**TEXT EXTRACT**.
--------------------------------

Email 3: The Review Request (5–7 days after delivery)
Now they’ve had time to try your product. If they’re happy, they might tell a friend but this usually happens quicker if you just ask. Now when you ask, you have a chance to know how good your product is or If something’s off. You don’t want a situation where they quietly walk away so use the review request to catch it early.
Put simply, this email is your moment to ask for feedback, gather social proof, and show customers their voice matters.
Here’s how to structure your review request:
- Start with a soft check-in: “How’s it going with your new ?”
- Invite them to leave a quick review or star rating (make it as easy as possible – one click ideally)
- Consider offering a small incentive (e.g., discount on next order, entry into a giveaway)
- Include recent reviews from other customers as social reinforcement
- Add a PS that links to support in case they had any issues (this reduces negative public reviews)
Remember, most customers won’t leave reviews unless prompted. And they’re far more likely to share when the process is smooth and acknowledged.

--------------------------------

**RECORD EXCERPTS**.

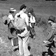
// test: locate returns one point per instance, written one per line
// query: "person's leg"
(20, 43)
(25, 46)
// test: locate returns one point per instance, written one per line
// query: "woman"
(32, 21)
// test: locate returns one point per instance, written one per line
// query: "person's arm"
(26, 19)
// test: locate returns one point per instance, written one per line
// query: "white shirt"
(23, 16)
(10, 16)
(32, 19)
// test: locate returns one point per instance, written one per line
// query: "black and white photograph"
(27, 27)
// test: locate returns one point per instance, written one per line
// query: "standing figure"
(21, 23)
(11, 29)
(32, 21)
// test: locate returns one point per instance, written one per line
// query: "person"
(32, 21)
(11, 28)
(21, 24)
(52, 40)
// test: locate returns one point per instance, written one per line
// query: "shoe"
(30, 55)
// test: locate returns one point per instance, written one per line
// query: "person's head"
(31, 11)
(12, 10)
(51, 20)
(23, 7)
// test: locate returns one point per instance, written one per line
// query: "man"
(32, 21)
(11, 28)
(22, 31)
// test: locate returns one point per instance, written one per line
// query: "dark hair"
(22, 6)
(52, 18)
(11, 11)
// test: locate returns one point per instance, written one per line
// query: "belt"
(20, 31)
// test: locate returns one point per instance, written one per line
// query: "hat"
(12, 9)
(22, 6)
(30, 10)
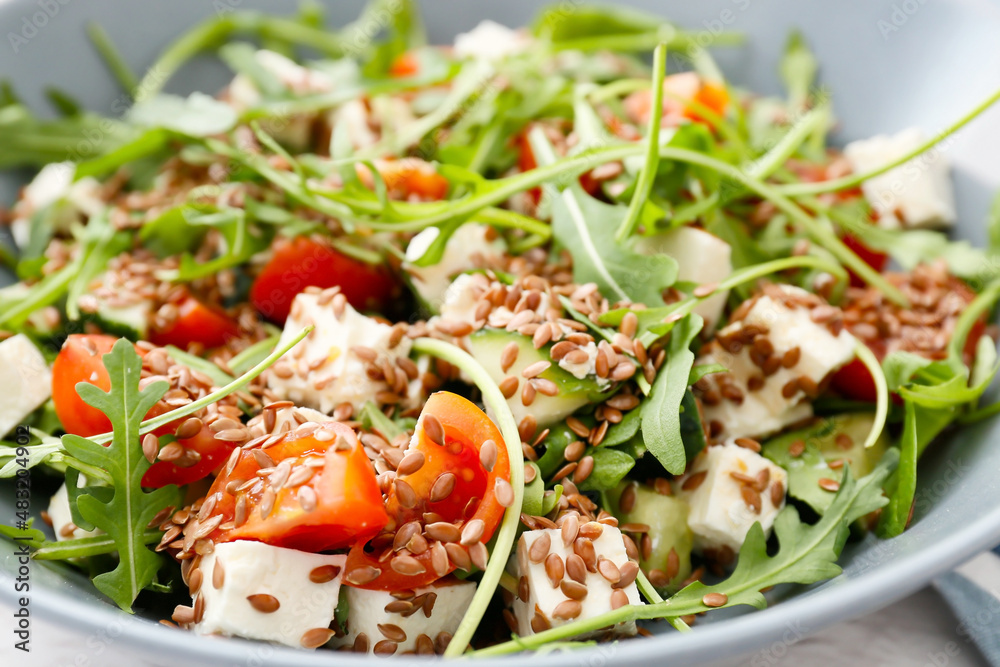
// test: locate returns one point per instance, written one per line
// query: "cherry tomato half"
(452, 486)
(303, 262)
(335, 505)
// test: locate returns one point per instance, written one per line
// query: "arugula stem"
(112, 57)
(504, 540)
(868, 358)
(208, 399)
(852, 180)
(648, 174)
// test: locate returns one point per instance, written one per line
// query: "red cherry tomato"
(873, 258)
(339, 505)
(302, 262)
(196, 323)
(452, 483)
(75, 364)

--------------------------------

**INSTRUCTIONS**.
• 1. List each purpose that the review request guide says this email serves.
• 2. Reproduce the passage of the review request guide between "Here’s how to" and "one click ideally)", inclusive.

**OUTPUTS FOR THE TASKS**.
• 1.
- ask for feedback
- gather social proof
- show customers their voice matters

• 2.
Here’s how to structure your review request:
- Start with a soft check-in: “How’s it going with your new ?”
- Invite them to leave a quick review or star rating (make it as easy as possible – one click ideally)